**DOCUMENT EXCERPT**
______________________________

Two months have passed since the July 15 Turkish coup attempt and the purge and arrests have continued unabated, with emergency laws striking at not just those accused of plotting the coup, the Gulenists, but also those with suspected ties to the outlawed Kurdish separatist group, the PKK, as well as a swathe of other staunch critics of the government. In some extreme cases, even family members of those suspected of sedition have been detained, as vicarious punishment and to leverage the surrender of suspects in exile or hiding.
Turkey's media: Under lock and key
For example, the world-renowned author Asli Erdogan is being held on terror charges for her work at the banned newspaper, Ozgur Gundem, which the government claims is a PKK mouthpiece. There are fears she may suffer permanent injury due to the conditions under which she is being held.
Similarly, singer Atilla Tas − whose criticism of the nation’s president, Recep Tayyip Erdogan, has made him more popular as a symbol than as a musician − also has been arrested. He released a defiant comment from prison: "My conscience is clear because I am innocent. My only crime was to criticize the government. I will not be subdued.”
Then there is the journalist Can Dundar, former editor-in-chief of the Cumhuriyet newspaper, Turkey's oldest and staunchly secular broadsheet, who fled the country and vows to remain abroad as long as the state of emergency is in effect. His wife had her passport confiscated, a violation of her civil rights, effectively blocking them from seeing one another. It's worth noting that even before the coup and subsequent purge, Turkey's press was rated as “not free” by the Freedom in the World's 2016 report, while the World Press Freedom Index by Reporters without Borders ranked it low down, at 151st among 180 countries surveyed.
Post-coup bonus: Purge the Kurds
Having already seized private businesses with assets worth billions of dollars linked to Gulenists, the Turkish government has now moved on to seizing control of municipalities. Last week, democratically-elected representatives were removed from 24 local governments for their alleged ties to the PKK, and four more for their links to the Gulen movement, with state appointees taking the reins.
Along similar lines, the arrest on terror charges of the charismatic politician Selahattin Demirtas together with other leaders of the mostly-Kurdish HDP, the third-largest party in parliament, seem almost inevitable in the current environment. The latest moves against the HDP will only make the situation more precarious in the mostly Kurdish southeast, signaling greater potential bloodshed and unrest there.
The purge of both Gulenists and activists working for the Kurdish cause (including both Kurds and Turks), should not come as a surprise, since sanctions against them had already begun before the night the coup plotters tried to hijack the country’s democracy with commandeered F-16s and tanks.
However, the sheer numbers of those purged in the post-coup attempt are testament to its gravity: over 40,000 people have been detained or arrested, and almost 80,000 suspended from their employment. Most recently, in addition to the thousands of educators purged for ties to the Gulenists, over ten thousand teachers with alleged ties to the PKK have been removed from classrooms in Turkey.
Turkey's opposition fails crucial test
Unfortunately, following the coup attempt the nation’s major opposition party, the CHP, failed the test of working to keep the government in check. Only in the last few weeks have the party members begun to raise their voices against the injustices of the current purge. Last week, its leader, Kemal Kilicdaroglu, declared that a “witch hunt” was underway: “Those who prevent writers, journalists and intellectuals from celebrating Eid al-Adha with their loved ones have no right to talk about democracy….” The CHP states it has already received 30,000 complaints by citizens of unfair treatment.

______________________________

**ENTRIES**
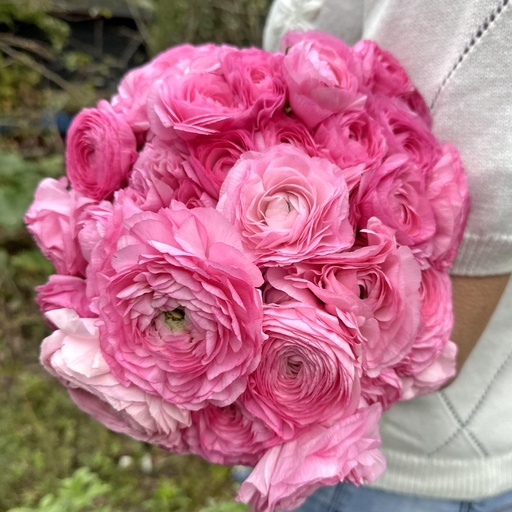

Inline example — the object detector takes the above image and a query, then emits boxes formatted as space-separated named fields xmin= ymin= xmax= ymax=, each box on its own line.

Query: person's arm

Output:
xmin=452 ymin=274 xmax=512 ymax=370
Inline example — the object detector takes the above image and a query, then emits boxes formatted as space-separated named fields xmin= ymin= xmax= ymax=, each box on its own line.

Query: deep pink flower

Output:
xmin=217 ymin=144 xmax=354 ymax=265
xmin=242 ymin=303 xmax=361 ymax=440
xmin=221 ymin=48 xmax=286 ymax=125
xmin=127 ymin=138 xmax=217 ymax=212
xmin=353 ymin=40 xmax=431 ymax=128
xmin=315 ymin=110 xmax=388 ymax=189
xmin=66 ymin=101 xmax=137 ymax=200
xmin=41 ymin=309 xmax=190 ymax=444
xmin=265 ymin=219 xmax=421 ymax=378
xmin=88 ymin=203 xmax=264 ymax=409
xmin=283 ymin=32 xmax=366 ymax=128
xmin=237 ymin=404 xmax=385 ymax=512
xmin=188 ymin=128 xmax=256 ymax=200
xmin=25 ymin=178 xmax=93 ymax=276
xmin=183 ymin=401 xmax=282 ymax=466
xmin=112 ymin=44 xmax=234 ymax=136
xmin=356 ymin=155 xmax=436 ymax=266
xmin=36 ymin=274 xmax=96 ymax=318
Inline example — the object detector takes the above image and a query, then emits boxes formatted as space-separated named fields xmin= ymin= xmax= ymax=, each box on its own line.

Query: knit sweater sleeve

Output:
xmin=265 ymin=0 xmax=512 ymax=276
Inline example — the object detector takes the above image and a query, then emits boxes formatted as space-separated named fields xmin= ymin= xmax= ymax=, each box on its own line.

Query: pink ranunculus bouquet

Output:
xmin=26 ymin=32 xmax=469 ymax=512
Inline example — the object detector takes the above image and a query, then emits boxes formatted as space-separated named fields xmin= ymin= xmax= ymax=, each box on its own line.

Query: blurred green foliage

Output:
xmin=150 ymin=0 xmax=271 ymax=53
xmin=0 ymin=0 xmax=270 ymax=512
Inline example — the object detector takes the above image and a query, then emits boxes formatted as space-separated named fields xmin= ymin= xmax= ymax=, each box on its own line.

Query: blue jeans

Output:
xmin=295 ymin=483 xmax=512 ymax=512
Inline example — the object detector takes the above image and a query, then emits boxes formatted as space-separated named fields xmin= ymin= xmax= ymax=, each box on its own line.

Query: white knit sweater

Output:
xmin=264 ymin=0 xmax=512 ymax=500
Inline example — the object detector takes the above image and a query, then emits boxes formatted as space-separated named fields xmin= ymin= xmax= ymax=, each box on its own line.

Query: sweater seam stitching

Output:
xmin=430 ymin=0 xmax=509 ymax=111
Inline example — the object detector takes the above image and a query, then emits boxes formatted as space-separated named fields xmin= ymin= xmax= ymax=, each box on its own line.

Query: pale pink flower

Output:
xmin=88 ymin=203 xmax=264 ymax=410
xmin=237 ymin=404 xmax=385 ymax=512
xmin=427 ymin=144 xmax=469 ymax=270
xmin=127 ymin=138 xmax=217 ymax=212
xmin=183 ymin=401 xmax=282 ymax=466
xmin=265 ymin=219 xmax=421 ymax=378
xmin=187 ymin=128 xmax=256 ymax=200
xmin=217 ymin=144 xmax=354 ymax=265
xmin=36 ymin=274 xmax=96 ymax=318
xmin=66 ymin=101 xmax=137 ymax=200
xmin=356 ymin=155 xmax=436 ymax=267
xmin=25 ymin=178 xmax=93 ymax=276
xmin=41 ymin=309 xmax=190 ymax=444
xmin=221 ymin=48 xmax=286 ymax=125
xmin=282 ymin=32 xmax=366 ymax=128
xmin=241 ymin=303 xmax=361 ymax=440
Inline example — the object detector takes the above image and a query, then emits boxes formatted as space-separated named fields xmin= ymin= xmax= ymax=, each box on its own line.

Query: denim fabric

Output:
xmin=295 ymin=483 xmax=512 ymax=512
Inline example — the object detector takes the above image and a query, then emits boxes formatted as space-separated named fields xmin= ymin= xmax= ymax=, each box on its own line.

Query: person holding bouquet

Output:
xmin=264 ymin=0 xmax=512 ymax=512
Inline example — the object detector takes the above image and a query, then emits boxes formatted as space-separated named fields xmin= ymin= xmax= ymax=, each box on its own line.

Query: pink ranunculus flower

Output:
xmin=183 ymin=401 xmax=282 ymax=466
xmin=217 ymin=144 xmax=354 ymax=265
xmin=127 ymin=138 xmax=217 ymax=212
xmin=41 ymin=309 xmax=190 ymax=444
xmin=282 ymin=32 xmax=366 ymax=128
xmin=188 ymin=128 xmax=256 ymax=200
xmin=356 ymin=155 xmax=436 ymax=267
xmin=66 ymin=101 xmax=137 ymax=201
xmin=427 ymin=144 xmax=469 ymax=270
xmin=88 ymin=202 xmax=265 ymax=410
xmin=354 ymin=40 xmax=431 ymax=128
xmin=77 ymin=201 xmax=112 ymax=264
xmin=36 ymin=274 xmax=96 ymax=318
xmin=221 ymin=48 xmax=286 ymax=125
xmin=368 ymin=98 xmax=441 ymax=175
xmin=396 ymin=268 xmax=456 ymax=399
xmin=147 ymin=50 xmax=257 ymax=140
xmin=111 ymin=44 xmax=222 ymax=135
xmin=401 ymin=341 xmax=457 ymax=400
xmin=241 ymin=303 xmax=361 ymax=440
xmin=254 ymin=113 xmax=321 ymax=156
xmin=265 ymin=219 xmax=421 ymax=372
xmin=314 ymin=110 xmax=388 ymax=190
xmin=237 ymin=404 xmax=386 ymax=512
xmin=25 ymin=178 xmax=93 ymax=276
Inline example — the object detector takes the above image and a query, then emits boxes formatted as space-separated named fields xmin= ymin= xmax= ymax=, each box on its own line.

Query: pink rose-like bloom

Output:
xmin=427 ymin=144 xmax=469 ymax=270
xmin=237 ymin=404 xmax=386 ymax=512
xmin=265 ymin=219 xmax=421 ymax=378
xmin=183 ymin=401 xmax=282 ymax=466
xmin=282 ymin=33 xmax=366 ymax=128
xmin=396 ymin=268 xmax=456 ymax=400
xmin=401 ymin=341 xmax=457 ymax=400
xmin=112 ymin=44 xmax=234 ymax=136
xmin=25 ymin=178 xmax=93 ymax=276
xmin=221 ymin=48 xmax=286 ymax=124
xmin=217 ymin=144 xmax=354 ymax=265
xmin=77 ymin=201 xmax=112 ymax=264
xmin=88 ymin=203 xmax=264 ymax=410
xmin=127 ymin=138 xmax=217 ymax=212
xmin=36 ymin=274 xmax=96 ymax=318
xmin=254 ymin=113 xmax=321 ymax=156
xmin=241 ymin=303 xmax=361 ymax=440
xmin=41 ymin=309 xmax=190 ymax=444
xmin=187 ymin=128 xmax=256 ymax=199
xmin=66 ymin=101 xmax=137 ymax=201
xmin=315 ymin=110 xmax=387 ymax=189
xmin=357 ymin=155 xmax=436 ymax=266
xmin=353 ymin=40 xmax=431 ymax=127
xmin=148 ymin=50 xmax=257 ymax=140
xmin=374 ymin=98 xmax=441 ymax=175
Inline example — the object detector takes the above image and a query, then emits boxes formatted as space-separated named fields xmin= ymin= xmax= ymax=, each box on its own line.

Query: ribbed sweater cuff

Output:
xmin=450 ymin=233 xmax=512 ymax=276
xmin=373 ymin=449 xmax=512 ymax=501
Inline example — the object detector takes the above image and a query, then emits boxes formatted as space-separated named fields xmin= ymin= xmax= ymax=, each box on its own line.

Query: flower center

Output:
xmin=164 ymin=308 xmax=185 ymax=332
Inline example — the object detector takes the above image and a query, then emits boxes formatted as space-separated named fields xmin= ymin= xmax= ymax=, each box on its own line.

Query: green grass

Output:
xmin=0 ymin=153 xmax=247 ymax=512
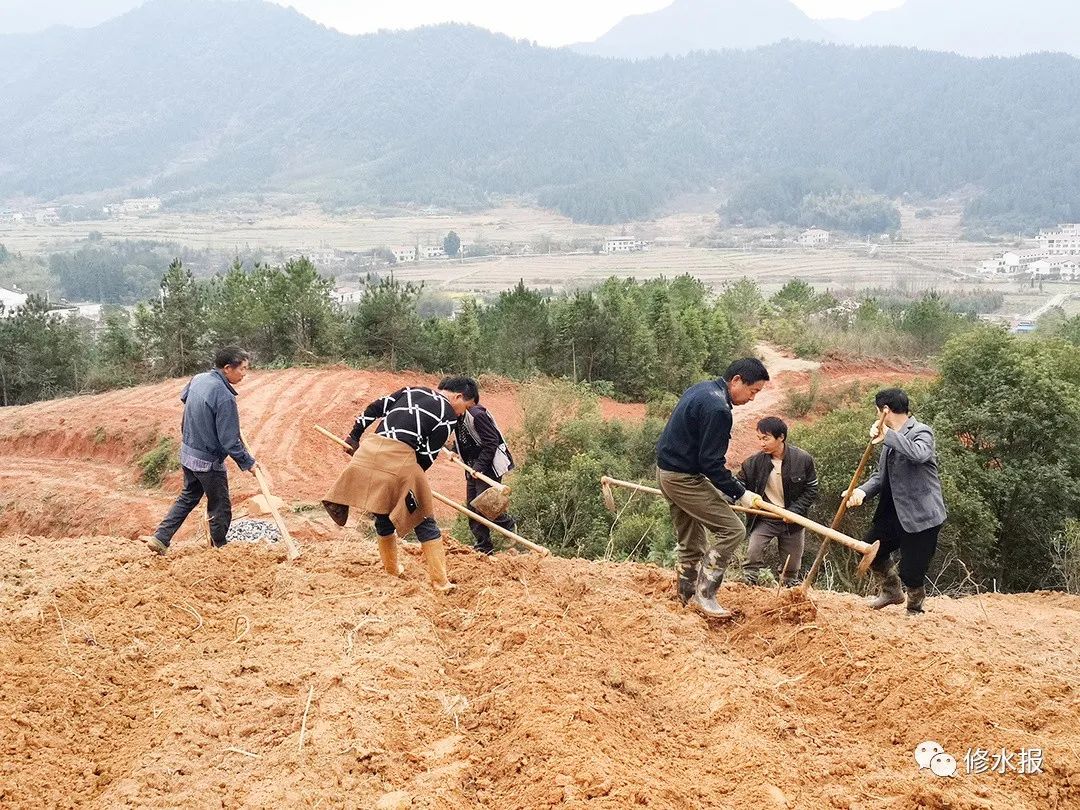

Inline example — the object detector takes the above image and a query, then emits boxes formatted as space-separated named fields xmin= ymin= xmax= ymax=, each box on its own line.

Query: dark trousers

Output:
xmin=865 ymin=509 xmax=942 ymax=588
xmin=465 ymin=473 xmax=517 ymax=554
xmin=153 ymin=467 xmax=232 ymax=548
xmin=372 ymin=515 xmax=443 ymax=543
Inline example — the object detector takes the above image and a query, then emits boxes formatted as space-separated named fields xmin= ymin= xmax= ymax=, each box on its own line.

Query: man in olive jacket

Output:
xmin=848 ymin=388 xmax=946 ymax=613
xmin=739 ymin=416 xmax=818 ymax=588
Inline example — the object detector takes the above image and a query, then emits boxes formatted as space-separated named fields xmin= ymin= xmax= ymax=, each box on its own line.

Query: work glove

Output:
xmin=870 ymin=421 xmax=889 ymax=444
xmin=735 ymin=489 xmax=761 ymax=509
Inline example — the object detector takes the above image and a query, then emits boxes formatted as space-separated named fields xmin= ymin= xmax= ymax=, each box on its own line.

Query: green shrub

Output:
xmin=137 ymin=436 xmax=180 ymax=487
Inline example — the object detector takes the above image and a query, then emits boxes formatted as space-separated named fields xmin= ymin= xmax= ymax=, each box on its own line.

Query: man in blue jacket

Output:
xmin=657 ymin=357 xmax=769 ymax=619
xmin=141 ymin=346 xmax=255 ymax=554
xmin=848 ymin=388 xmax=946 ymax=613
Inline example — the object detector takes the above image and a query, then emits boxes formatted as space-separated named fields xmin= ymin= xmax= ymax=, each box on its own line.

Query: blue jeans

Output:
xmin=153 ymin=467 xmax=232 ymax=549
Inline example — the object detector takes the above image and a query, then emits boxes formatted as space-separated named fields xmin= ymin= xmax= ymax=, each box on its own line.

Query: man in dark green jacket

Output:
xmin=739 ymin=416 xmax=818 ymax=588
xmin=657 ymin=357 xmax=769 ymax=619
xmin=140 ymin=346 xmax=255 ymax=554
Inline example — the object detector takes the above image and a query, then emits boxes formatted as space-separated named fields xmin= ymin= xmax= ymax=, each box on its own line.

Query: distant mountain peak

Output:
xmin=572 ymin=0 xmax=831 ymax=58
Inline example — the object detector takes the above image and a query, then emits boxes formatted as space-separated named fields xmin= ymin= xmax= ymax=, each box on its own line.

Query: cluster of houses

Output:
xmin=978 ymin=222 xmax=1080 ymax=281
xmin=390 ymin=245 xmax=446 ymax=264
xmin=0 ymin=197 xmax=161 ymax=225
xmin=604 ymin=237 xmax=652 ymax=253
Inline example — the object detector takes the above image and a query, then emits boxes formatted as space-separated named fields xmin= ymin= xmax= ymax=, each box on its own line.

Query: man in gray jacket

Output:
xmin=140 ymin=346 xmax=255 ymax=554
xmin=848 ymin=388 xmax=946 ymax=613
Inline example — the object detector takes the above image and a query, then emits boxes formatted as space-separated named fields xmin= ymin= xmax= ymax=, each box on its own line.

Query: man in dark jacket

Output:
xmin=848 ymin=388 xmax=946 ymax=613
xmin=454 ymin=394 xmax=517 ymax=554
xmin=140 ymin=346 xmax=255 ymax=554
xmin=739 ymin=416 xmax=818 ymax=588
xmin=657 ymin=357 xmax=769 ymax=618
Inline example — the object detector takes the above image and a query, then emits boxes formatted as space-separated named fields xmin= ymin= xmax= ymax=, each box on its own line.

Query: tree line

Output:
xmin=0 ymin=2 xmax=1080 ymax=230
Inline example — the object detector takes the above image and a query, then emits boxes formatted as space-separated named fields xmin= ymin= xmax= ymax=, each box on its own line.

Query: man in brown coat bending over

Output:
xmin=323 ymin=377 xmax=478 ymax=591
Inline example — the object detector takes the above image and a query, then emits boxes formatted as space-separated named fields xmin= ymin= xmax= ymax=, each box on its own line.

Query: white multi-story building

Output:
xmin=116 ymin=197 xmax=161 ymax=217
xmin=799 ymin=228 xmax=828 ymax=247
xmin=33 ymin=208 xmax=60 ymax=225
xmin=1039 ymin=222 xmax=1080 ymax=256
xmin=0 ymin=287 xmax=27 ymax=318
xmin=604 ymin=237 xmax=652 ymax=253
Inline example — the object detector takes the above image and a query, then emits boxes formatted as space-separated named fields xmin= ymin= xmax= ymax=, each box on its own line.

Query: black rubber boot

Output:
xmin=907 ymin=588 xmax=927 ymax=616
xmin=692 ymin=550 xmax=731 ymax=619
xmin=867 ymin=568 xmax=904 ymax=610
xmin=675 ymin=568 xmax=698 ymax=607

______________________________

**SHORT TASK**
Please answer from the article on Turkey's post-coup purge: how many local governments had their democratically elected representatives removed for alleged ties to the PKK? The records have no connection to the article on Turkey's post-coup purge.

**FINISHED TASK**
24 local governments.